一見すると海賊版DVDにも見えるかもしれないが、ドン・キホーテや100円ショップで堂々と売っていることからもわかる通り、法律的には セーフ な代物だ。
かと言ってディズニーにちゃんと許諾を取っているわけでもない(同社は把握こそしているだろうが)。
ではなぜ、著作権に滅法厳しいことで知られるディズニーを尻目に、ミッキーたちの出てくるDVDを100円で売れるのかと言うと、その作品が「パブリックドメイン」だからなのだ。


そもそも著作権は何のためにあるのか?


著作権とは、自分の作った作品がどう使われるのか、創作者自身が決められる権利である。
厳密には複数の権利の集合体であるが、単に「著作権」と言う場合、「著作財産権(著作物を利用して収益や名声を得られる権利)」を指すことが多い(本項目もそれに倣っている)。

**記録情報**
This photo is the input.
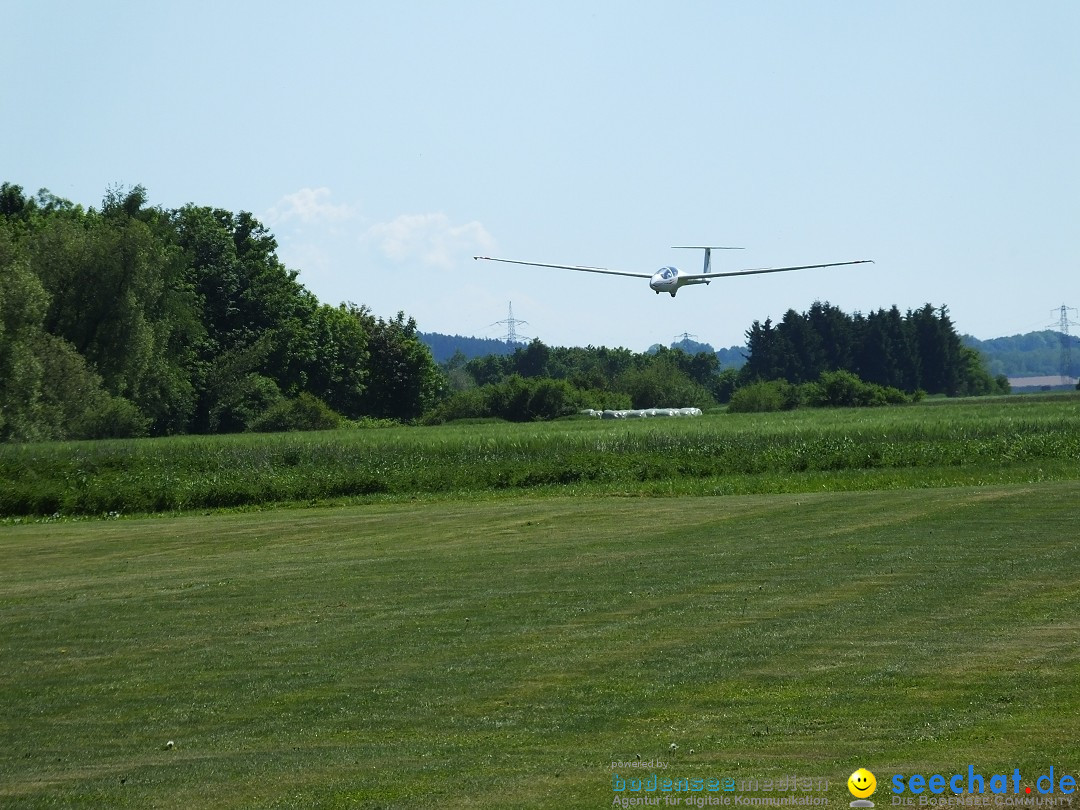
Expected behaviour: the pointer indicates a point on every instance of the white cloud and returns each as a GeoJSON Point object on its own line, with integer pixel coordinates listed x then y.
{"type": "Point", "coordinates": [430, 239]}
{"type": "Point", "coordinates": [309, 205]}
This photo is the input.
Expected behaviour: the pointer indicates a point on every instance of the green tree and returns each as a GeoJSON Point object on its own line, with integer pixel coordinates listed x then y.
{"type": "Point", "coordinates": [403, 379]}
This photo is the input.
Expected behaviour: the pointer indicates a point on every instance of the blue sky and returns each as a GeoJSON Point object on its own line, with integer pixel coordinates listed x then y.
{"type": "Point", "coordinates": [386, 144]}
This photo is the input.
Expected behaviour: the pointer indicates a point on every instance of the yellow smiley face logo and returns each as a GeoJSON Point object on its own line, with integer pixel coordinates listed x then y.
{"type": "Point", "coordinates": [862, 783]}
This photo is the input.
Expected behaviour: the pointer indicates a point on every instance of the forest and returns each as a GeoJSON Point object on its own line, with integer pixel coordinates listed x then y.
{"type": "Point", "coordinates": [134, 320]}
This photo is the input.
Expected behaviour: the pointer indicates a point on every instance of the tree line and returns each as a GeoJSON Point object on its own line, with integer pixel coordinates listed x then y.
{"type": "Point", "coordinates": [134, 320]}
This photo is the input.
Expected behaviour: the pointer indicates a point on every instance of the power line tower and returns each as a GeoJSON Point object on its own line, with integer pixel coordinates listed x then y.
{"type": "Point", "coordinates": [1063, 328]}
{"type": "Point", "coordinates": [511, 323]}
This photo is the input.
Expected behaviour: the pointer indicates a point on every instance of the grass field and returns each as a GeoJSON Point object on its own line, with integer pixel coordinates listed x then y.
{"type": "Point", "coordinates": [979, 442]}
{"type": "Point", "coordinates": [496, 652]}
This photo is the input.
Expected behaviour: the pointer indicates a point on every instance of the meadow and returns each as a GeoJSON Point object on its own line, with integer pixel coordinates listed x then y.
{"type": "Point", "coordinates": [481, 646]}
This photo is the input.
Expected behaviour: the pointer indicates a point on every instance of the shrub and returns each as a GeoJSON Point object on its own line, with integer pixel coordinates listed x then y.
{"type": "Point", "coordinates": [110, 417]}
{"type": "Point", "coordinates": [765, 396]}
{"type": "Point", "coordinates": [304, 413]}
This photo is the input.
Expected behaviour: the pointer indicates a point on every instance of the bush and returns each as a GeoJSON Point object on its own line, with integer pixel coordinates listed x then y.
{"type": "Point", "coordinates": [110, 417]}
{"type": "Point", "coordinates": [304, 413]}
{"type": "Point", "coordinates": [765, 396]}
{"type": "Point", "coordinates": [523, 400]}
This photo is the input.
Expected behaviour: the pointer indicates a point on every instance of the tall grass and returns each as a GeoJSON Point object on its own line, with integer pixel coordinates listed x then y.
{"type": "Point", "coordinates": [763, 453]}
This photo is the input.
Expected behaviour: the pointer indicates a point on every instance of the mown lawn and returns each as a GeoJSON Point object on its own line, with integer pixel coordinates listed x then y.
{"type": "Point", "coordinates": [502, 652]}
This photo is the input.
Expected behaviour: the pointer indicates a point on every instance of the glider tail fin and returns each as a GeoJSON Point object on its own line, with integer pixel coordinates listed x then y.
{"type": "Point", "coordinates": [709, 253]}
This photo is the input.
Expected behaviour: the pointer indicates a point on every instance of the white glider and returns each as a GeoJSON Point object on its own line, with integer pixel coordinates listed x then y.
{"type": "Point", "coordinates": [670, 279]}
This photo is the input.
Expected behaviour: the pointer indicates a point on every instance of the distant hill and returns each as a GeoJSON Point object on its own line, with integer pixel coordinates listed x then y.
{"type": "Point", "coordinates": [1034, 354]}
{"type": "Point", "coordinates": [443, 347]}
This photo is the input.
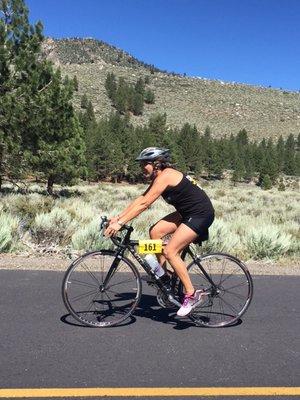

**課題内容**
著作権とパブリックドメインについての抜粋を、最後の文に続けて書き継いでください。 記録を参照する必要はありません。

**解答**
さて、著作権は本来、最初に作った人の権利を守るためにある。
最初に画期的なキャラクターやストーリーを考え出したり、それを綺麗なイラストやアニメーションに仕上げたりした人が努力して得た利益を、後からコピーしただけの奴にかすめ取られたら誰だって理不尽に感じるし、そんな社会では創作活動も委縮してしまう。
また、せっかく作った作品を他人が勝手に変えることを好まない作者も大勢いる。
だから「人様の作品を勝手に真似したり内容を変えたりしちゃダメ! 使いたいならきちんと許可取ってお金払ってね」と著作権(法)を定めたというわけ。
要するに、「最初に作った人」に創作を続けてもらいつつ、「この世にないものを作ってやる!」と奮起する人も絶えないようにするための権利なのだ。

しかしその一方で、広く社会に浸透し一般的なものになった創作物をいつまでも保護していたのでは、そのこともかえって創作活動を制限してしまう。
「創作物はどこまで/いつまで作者のものか?」というのは難しい問題だが、多くの国では、
「作者の死去、もしくは作品の公表後50年~70年くらい*1経ったらその作品は公共のものとし、いちいち許可を取らなくても使えるようにしましょう」としている。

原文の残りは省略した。